Exercise passage
The head of New Zealand's National Addiction Centre, Professor Doug Sellman, will tour the country for three months in a campaign aimed at tightening controls on alcohol.
Dr Sellman, 53, a psychiatrist who has been the centre's director since it was set up at the Christchurch Medical School in 1996, says the country faced a "national alcohol crisis" fuelling violent crime, early death and three-quarters of adult weekend admissions to hospital emergency departments.
He has been granted three months' sabbatical to promote a five-point "five-plus solution" at 32 public meetings from September to November stretching from a marae at Doubtless Bay down to Invercargill.
The five points - all also raised recently by Law Commission president Sir Geoffrey Palmer - include higher taxes, raising the drinking age, restricting liquor outlets and opening hours, regulating marketing, and tighter drink-driving limits.
The tour is timed to follow an issues paper which the Law Commission is due to publish this month on New Zealand's laws and policies on the sale, supply and consumption of alcohol.
Dr Sellman said his "liquor control campaign", unveiled as part of a submission to a select committee in Christchurch yesterday, was not "an evangelical movement".
"It is simply promoting some of the best public health science available to the public of New Zealand at an historic moment with the current 'once-in-a-generation' Law Commission review," he said.
Alcohol Healthwatch director Rebecca Williams said Dr Sellman was "highly motivated by what he's seeing out there" to step outside academia and take the facts to the public.
But Hospitality Association chief executive Bruce Robertson said the "five-plus" theme was misleading because it was based on a Berl report that put the social cost of alcohol at $5.3 billion a year - a figure he said had been "discredited" by Canterbury University academics and the Treasury.

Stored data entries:
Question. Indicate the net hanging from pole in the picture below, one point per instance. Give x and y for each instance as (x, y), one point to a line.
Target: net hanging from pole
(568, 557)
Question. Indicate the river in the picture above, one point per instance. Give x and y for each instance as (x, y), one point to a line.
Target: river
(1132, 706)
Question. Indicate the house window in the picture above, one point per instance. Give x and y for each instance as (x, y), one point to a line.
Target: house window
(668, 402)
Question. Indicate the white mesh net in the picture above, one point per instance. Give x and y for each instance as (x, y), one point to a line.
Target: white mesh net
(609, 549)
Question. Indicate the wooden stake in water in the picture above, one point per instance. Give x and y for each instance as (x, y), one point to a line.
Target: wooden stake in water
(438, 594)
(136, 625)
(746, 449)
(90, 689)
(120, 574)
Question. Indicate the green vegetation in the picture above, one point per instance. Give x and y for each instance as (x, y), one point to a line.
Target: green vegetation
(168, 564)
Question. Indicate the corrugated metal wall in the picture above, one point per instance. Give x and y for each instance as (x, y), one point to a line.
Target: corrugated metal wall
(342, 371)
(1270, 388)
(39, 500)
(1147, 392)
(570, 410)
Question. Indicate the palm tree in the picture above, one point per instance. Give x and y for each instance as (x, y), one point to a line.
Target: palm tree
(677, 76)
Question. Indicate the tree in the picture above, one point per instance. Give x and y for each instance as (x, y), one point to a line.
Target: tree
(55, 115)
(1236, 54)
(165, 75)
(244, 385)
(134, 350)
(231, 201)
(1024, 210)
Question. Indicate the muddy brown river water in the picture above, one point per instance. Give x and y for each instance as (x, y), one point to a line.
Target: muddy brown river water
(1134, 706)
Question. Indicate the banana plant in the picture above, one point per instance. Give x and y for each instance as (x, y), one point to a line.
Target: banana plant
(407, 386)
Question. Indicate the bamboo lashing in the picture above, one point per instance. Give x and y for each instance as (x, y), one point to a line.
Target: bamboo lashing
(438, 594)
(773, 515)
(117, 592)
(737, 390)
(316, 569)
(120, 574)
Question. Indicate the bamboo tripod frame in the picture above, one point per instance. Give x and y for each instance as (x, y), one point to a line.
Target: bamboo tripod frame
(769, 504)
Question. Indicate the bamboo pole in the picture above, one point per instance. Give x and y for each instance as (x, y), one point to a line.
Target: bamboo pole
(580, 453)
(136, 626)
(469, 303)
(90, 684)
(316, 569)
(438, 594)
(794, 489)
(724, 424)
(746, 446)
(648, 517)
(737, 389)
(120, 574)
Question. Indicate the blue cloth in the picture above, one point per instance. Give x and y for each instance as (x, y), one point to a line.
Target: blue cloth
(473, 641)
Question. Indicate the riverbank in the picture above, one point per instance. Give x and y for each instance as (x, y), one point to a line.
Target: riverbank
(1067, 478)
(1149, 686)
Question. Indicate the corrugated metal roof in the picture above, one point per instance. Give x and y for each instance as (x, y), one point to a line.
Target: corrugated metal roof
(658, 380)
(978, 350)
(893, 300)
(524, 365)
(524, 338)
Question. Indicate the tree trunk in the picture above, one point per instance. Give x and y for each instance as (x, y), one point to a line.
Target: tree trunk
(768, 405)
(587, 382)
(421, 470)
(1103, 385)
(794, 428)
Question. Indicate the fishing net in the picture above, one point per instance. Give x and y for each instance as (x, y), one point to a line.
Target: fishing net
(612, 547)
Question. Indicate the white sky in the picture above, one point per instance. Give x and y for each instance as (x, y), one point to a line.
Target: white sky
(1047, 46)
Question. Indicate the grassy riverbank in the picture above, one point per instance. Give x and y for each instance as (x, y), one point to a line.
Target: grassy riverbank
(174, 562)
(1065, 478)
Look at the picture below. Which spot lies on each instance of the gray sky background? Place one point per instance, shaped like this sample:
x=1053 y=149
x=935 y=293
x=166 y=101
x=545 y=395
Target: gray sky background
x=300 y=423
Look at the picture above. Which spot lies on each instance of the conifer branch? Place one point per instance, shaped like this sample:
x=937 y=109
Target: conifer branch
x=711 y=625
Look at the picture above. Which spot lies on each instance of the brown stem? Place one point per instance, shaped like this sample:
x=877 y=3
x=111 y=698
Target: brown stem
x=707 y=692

Study questions
[1] State whether each statement agrees with the article on Doug Sellman's alcohol campaign, answering yes or no and quoting the deciding words. (a) The National Addiction Centre was set up at the Christchurch Medical School in 1996. (b) The public meetings are scheduled to run from September to December. (c) The Law Commission had already published its issues paper before the tour was announced.
[2] According to the article on Doug Sellman's alcohol campaign, what share of adult weekend admissions to hospital emergency departments does he attribute to the national alcohol crisis?
The rows stand apart from the article on Doug Sellman's alcohol campaign and should be treated as separate material.

Results for each task
[1]
(a) Yes: "since it was set up at the Christchurch Medical School in 1996"
(b) No: "32 public meetings from September to November"
(c) No: "an issues paper which the Law Commission is due to publish this month"

[2] Three-quarters.